> _ACTIVITY 1_:
Answer these questions about the passage on infant myoclonus and neonatal seizures:
(a) What does the passage give as the prognosis for benign myoclonus of infancy?
(b) What is the commonest cause of neonatal acute symptomatic seizures?
(c) Which approach to treatment does the passage call the most reasonable option?
> _ACTIVITY 2_:
Reproduce the part of the passage on infant myoclonus and neonatal seizures starting with "The timing of" and going on through "and structural screening.".

Benign myoclonus of infancy is a rare condition in which myoclonic jerks start from a few weeks to 15months of age in otherwise normal children. The prognosis is good, with episodes resolving within a few months and no increased risk of epileptic seizures or neurodevelopmental difficulties.

Symptomatic causes of myoclonus in the awake and sleep states include intraventricular haemorrhage, encephalomalacia, hypoxic and metabolic encephalopathies, encephalitis, hydrocephalus, hypertension, spinal pathologies, hyperekplexia and drug withdrawal.

When to treat?

Treatment needs consideration due to the nature of the medications in use. A pragmatic approach remains the most reasonable option.11 There are side effects to consider and long-term cognition concerns with chronic use. If there is EEG confirmation this is ideal or if aEEG is available the trace prior to treatment can aid subsequent dosing.

Acute symptomatic or epileptiform

The timing of a seizure can help diagnostically. Family, antenatal, birth and postnatal histories can also help determine aetiology. Hypoxic ischaemic encephalopathy (HIE) is the commonest cause of neonatal acute symptomatic seizures but the fetus with metabolic or a neurological disorder may decompensate during labour and delivery and blur the picture. A number of investigations need to undertaken including metabolic, infective and structural screening.

> _RECORD SET_:
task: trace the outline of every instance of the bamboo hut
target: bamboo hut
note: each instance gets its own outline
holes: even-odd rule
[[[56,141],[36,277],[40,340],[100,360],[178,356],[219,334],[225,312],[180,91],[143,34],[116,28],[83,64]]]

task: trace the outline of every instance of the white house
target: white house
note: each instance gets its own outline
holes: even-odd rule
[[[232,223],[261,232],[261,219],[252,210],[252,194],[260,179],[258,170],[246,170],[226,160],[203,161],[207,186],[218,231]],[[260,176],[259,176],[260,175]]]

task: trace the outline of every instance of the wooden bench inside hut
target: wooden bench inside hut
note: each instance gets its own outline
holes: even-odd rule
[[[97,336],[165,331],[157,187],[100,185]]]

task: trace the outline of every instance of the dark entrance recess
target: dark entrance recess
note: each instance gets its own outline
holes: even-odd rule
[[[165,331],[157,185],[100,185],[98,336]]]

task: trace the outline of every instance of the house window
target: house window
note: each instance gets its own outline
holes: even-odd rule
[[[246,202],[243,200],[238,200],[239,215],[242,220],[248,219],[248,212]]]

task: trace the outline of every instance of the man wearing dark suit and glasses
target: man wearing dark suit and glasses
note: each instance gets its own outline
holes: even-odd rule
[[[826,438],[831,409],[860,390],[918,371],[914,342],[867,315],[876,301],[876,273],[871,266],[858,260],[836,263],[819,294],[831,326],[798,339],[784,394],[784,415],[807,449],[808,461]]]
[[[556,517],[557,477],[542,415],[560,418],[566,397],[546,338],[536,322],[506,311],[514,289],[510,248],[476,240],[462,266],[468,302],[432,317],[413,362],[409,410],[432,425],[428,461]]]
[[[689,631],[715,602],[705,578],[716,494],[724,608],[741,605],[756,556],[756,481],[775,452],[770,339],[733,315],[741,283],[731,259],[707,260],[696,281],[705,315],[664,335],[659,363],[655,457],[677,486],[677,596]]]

> _EXERCISE ANSWER 1_:
(a) The prognosis is good: episodes resolve within a few months, with no increased risk of epileptic seizures or neurodevelopmental difficulties.
(b) Hypoxic ischaemic encephalopathy (HIE).
(c) A pragmatic approach.

> _EXERCISE ANSWER 2_:
The timing of a seizure can help diagnostically. Family, antenatal, birth and postnatal histories can also help determine aetiology. Hypoxic ischaemic encephalopathy (HIE) is the commonest cause of neonatal acute symptomatic seizures but the fetus with metabolic or a neurological disorder may decompensate during labour and delivery and blur the picture. A number of investigations need to undertaken including metabolic, infective and structural screening.